• **Hedefler**:
1) Radyo yazısından "Gerçekçiliğiyle düşünürken ben, yine" sözlerinin geçtiği yerden başlayıp "ayrı bir konu." sözlerinden sonra durarak o bölümü olduğu gibi yeniden yazınız.
2) Radyo yazısına göre şu ifadeler doğru mudur: (a) Yazar radyonun arka kapağını açtığında içinde yalnızca teller ve piller bulmuştur. (b) Yazar radyonun içine hiç bakmamıştır. (c) Yazar, minik insanları koltuklarında konuşurken hayal etmeyi sıkıcı bulmuştur. Her birine evet ya da hayır deyip kararınızı belirleyen sözleri yazıdan aynen alıntılayınız.

• **Verilen Metin**:
15 Ekim 2020 Perşembe

Radyo...

Radyo...


Aslında ben öyle zannetmemiştim söylemişlerdi.
Anlatılanları duyduktan sonra da hep bi merak duygusuyla arka kapağını çıkarıp en ince ayrıntısına kadar incelemiştim. Tellerden ve birbirine bağlı büyük boy pillerden başka bir şey yoktu içinde. Yalandı işte beni kandırmak için söylemişlerdi… 
Neden mi bahsediyorum tabii ki radyolu günlerimizden. 

-İçinde küçük küçük insanlar varmış onlar konuşuyormuş biz duyuyormuşuz.
-Hııı!!!!
-Yok canım olur mu öyle şey, ne yer ne içer o insanlar hem o kadar küçük şeyin içine nasıl girer? Nasıl yaşarlar deli mi bunu söyleyenler? 
Gerçekçiliğiyle düşünürken ben, yine de bir ara şüpheye düşüp  a a acaba doğru mu söyledikleri diye bir kere bakmıştım içine. :D :D :D 

İtiraf edin benden başka birileri de aramıştır içinde olduğu söylenen küçük insancıkları. :))))

Hani bulsam naapacaktım o da ayrı bir konu. 
Hep o minik koltuklar ve önlerinde mikrofon olan minik insanların o koltuklarda oturup konuştuklarını görmeyi hayal etmek hem komik hem de güzeldi doğrusu.

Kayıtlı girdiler
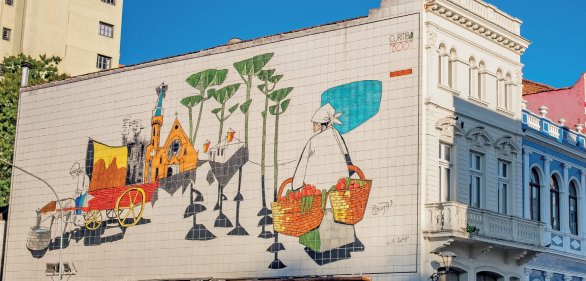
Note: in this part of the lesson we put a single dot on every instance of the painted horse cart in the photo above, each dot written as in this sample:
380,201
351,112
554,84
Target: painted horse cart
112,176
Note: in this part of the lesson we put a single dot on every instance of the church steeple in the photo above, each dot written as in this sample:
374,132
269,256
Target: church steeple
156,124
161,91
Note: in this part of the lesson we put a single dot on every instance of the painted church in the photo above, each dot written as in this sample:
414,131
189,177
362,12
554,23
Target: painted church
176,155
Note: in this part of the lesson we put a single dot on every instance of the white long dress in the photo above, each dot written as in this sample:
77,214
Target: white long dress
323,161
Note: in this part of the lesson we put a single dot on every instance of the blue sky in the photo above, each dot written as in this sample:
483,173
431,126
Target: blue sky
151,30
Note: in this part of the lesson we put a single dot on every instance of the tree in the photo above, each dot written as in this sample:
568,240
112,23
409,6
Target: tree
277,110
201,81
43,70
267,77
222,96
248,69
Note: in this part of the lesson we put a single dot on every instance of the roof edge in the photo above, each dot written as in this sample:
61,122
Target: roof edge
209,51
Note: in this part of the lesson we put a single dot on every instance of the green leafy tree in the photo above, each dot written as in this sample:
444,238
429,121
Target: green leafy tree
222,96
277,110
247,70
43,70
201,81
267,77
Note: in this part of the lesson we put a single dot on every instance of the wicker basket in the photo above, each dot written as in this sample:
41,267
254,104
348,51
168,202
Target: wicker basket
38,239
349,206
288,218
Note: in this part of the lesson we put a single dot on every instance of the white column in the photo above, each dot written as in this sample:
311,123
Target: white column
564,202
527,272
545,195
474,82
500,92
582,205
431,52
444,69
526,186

--

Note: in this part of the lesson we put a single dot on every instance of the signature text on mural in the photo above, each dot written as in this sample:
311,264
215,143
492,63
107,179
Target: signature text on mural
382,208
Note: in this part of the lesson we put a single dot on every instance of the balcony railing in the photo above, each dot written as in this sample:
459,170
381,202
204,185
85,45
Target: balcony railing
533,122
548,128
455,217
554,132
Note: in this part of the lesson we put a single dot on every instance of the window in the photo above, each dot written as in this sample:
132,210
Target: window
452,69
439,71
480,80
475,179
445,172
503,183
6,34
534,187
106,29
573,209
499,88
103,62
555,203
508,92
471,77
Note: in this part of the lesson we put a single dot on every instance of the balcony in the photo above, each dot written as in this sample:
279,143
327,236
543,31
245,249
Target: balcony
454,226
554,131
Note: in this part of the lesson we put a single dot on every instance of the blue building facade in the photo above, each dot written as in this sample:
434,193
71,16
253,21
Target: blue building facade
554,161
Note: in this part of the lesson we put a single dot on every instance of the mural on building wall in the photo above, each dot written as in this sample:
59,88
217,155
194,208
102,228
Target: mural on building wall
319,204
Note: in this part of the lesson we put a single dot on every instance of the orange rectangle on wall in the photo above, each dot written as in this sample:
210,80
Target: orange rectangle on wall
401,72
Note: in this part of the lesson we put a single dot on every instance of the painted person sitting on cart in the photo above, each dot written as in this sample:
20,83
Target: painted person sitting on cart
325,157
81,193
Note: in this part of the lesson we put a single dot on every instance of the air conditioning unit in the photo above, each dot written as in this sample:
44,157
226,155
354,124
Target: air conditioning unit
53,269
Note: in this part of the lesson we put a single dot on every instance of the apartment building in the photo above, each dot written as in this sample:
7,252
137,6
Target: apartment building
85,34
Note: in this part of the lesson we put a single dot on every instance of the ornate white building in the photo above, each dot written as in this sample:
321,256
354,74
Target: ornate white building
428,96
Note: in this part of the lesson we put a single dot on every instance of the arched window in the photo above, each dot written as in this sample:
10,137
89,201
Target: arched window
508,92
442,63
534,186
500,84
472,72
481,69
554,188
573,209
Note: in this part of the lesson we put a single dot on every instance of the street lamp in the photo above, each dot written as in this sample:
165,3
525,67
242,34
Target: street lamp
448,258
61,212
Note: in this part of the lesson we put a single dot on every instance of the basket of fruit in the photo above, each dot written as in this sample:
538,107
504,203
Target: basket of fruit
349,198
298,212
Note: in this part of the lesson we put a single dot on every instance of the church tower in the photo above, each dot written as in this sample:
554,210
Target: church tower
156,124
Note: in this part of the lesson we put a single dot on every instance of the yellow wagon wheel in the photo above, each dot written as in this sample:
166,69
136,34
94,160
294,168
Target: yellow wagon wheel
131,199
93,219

• **Görevlere Göre Sonuçlar**:
1)
Gerçekçiliğiyle düşünürken ben, yine de bir ara şüpheye düşüp  a a acaba doğru mu söyledikleri diye bir kere bakmıştım içine. :D :D :D 

İtiraf edin benden başka birileri de aramıştır içinde olduğu söylenen küçük insancıkları. :))))

Hani bulsam naapacaktım o da ayrı bir konu.

2)
(a) Evet: "Tellerden ve birbirine bağlı büyük boy pillerden başka bir şey yoktu içinde."
(b) Hayır: "bir kere bakmıştım içine"
(c) Hayır: "hem komik hem de güzeldi doğrusu"